Please quote the section of the DeepCL training thread below that starts with the words "Ah. Well... ok." and ends with "current weight here).".

Source passage =>
-- START --

SGD has weight decay https://github.com/hughperkins/DeepCL/blob/master/src/trainers/SGD.cpp#L65 It would have to be added into specific trainers, on a case by case basis.

That would be the "l2_decay" specified on the Stanford page correct?

I just took the default value from the second link, but as i saw first now (facepalm) on the Stanford page it was a lower, perhaps normal, number

Actually i read it wrong, the Stanford page uses a learning rate of 1.0 for the adadelta trainer

Ah. Well... ok. I would guess most of hte memory is going into the first few layers (since they're bigger, no mp2's yet), so you could graudally increase the number of planes, something like:

16c3z-relu-mp2-32c3z-relu-mp2-2*(64c3z-relu-mp2) I havent tried this, not sure if it's a good architecture, just demonstrating the concept of increasing hte number of planes after each -mp2

It didn't crash my system which is a good start, it seems to be doing rather good

hughperkins commented 7 years ago

Only difference that made was in one instance crashing my display driver with 1003 MB left of ram and in another BSOD

L2 decay is what you need. I'm 70% sure that what I linked to is L2, but I'd want to double-check somewhere to be sure it's not L1. (I think its L2, because the derivative of x squared is simply x, so that's why we simply subract some fraction of hte current weight here).

Actually i read it wrong, the Stanford page uses a learning rate of 1.0 for the adadelta trainer

Ok

It didn't crash my system which is a good start, it seems to be doing rather good

cool :-)

merceyz commented 7 years ago

I just ran it like this deepcl_train trainer=adadelta rho=0.95 learningrate=0.001 weightdecay=0.001 batchsize=128 numepochs=4000 netdef=16c3z-relu-mp2-32c3z-relu-mp2-64c3z-relu-mp2-128c3z-relu-mp2-150n-tanh-2n datadir=Data trainfile=Train.txt validatefile=Validation.txt

And yet again at epoch 8 it goes south

However running this deepcl_train learningrate=0.001 weightdecay=0.001 batchsize=128 numepochs=4000 netdef=16c3z-relu-mp2-32c3z-relu-mp2-64c3z-relu-mp2-128c3z-relu-mp2-150n-tanh-2n datadir=Data trainfile=Train.txt validatefile=Validation.txt Seems to be fine, loss goes up a bit at epoch 11 and 12 then back down at 13

hughperkins commented 7 years ago

Ok. You mean, using SGD trainer instead of adadelta trainer?

-- END --

Given information =>
-- START --

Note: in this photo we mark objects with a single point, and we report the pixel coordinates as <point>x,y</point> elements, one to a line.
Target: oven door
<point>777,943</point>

-- END --

Output =>
Ah. Well... ok. I would guess most of hte memory is going into the first few layers (since they're bigger, no mp2's yet), so you could graudally increase the number of planes, something like:

16c3z-relu-mp2-32c3z-relu-mp2-2*(64c3z-relu-mp2) I havent tried this, not sure if it's a good architecture, just demonstrating the concept of increasing hte number of planes after each -mp2

It didn't crash my system which is a good start, it seems to be doing rather good

hughperkins commented 7 years ago

Only difference that made was in one instance crashing my display driver with 1003 MB left of ram and in another BSOD

L2 decay is what you need. I'm 70% sure that what I linked to is L2, but I'd want to double-check somewhere to be sure it's not L1. (I think its L2, because the derivative of x squared is simply x, so that's why we simply subract some fraction of hte current weight here).